# PROBLEM TO WORK ON
For each entry that follows, produce an exact copy.

# SOURCE DATA
= Beginning of Section =
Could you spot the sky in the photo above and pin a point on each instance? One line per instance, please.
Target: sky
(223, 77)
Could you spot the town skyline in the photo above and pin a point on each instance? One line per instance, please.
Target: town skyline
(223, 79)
= End of Section =
# OUTPUT FOR THIS EXERCISE
Could you spot the sky in the photo above and pin a point on each instance? One line per instance, please.
Target: sky
(223, 77)
Could you spot the town skyline in the photo above and pin a point on each instance? One line per instance, please.
Target: town skyline
(223, 79)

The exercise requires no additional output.